> DATA SHOWN

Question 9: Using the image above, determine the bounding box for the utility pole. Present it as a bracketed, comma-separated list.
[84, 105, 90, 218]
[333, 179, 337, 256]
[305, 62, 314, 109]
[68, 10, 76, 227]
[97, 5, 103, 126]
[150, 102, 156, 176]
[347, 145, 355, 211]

> EXERCISE GOAL
Print all the records exactly as written.

> ANSWER TO THE EXERCISE
Question 9: Using the image above, determine the bounding box for the utility pole. Present it as a bracketed, comma-separated list.
[84, 105, 90, 218]
[333, 179, 337, 256]
[305, 62, 314, 109]
[68, 10, 76, 227]
[97, 5, 103, 126]
[150, 102, 156, 176]
[347, 145, 355, 211]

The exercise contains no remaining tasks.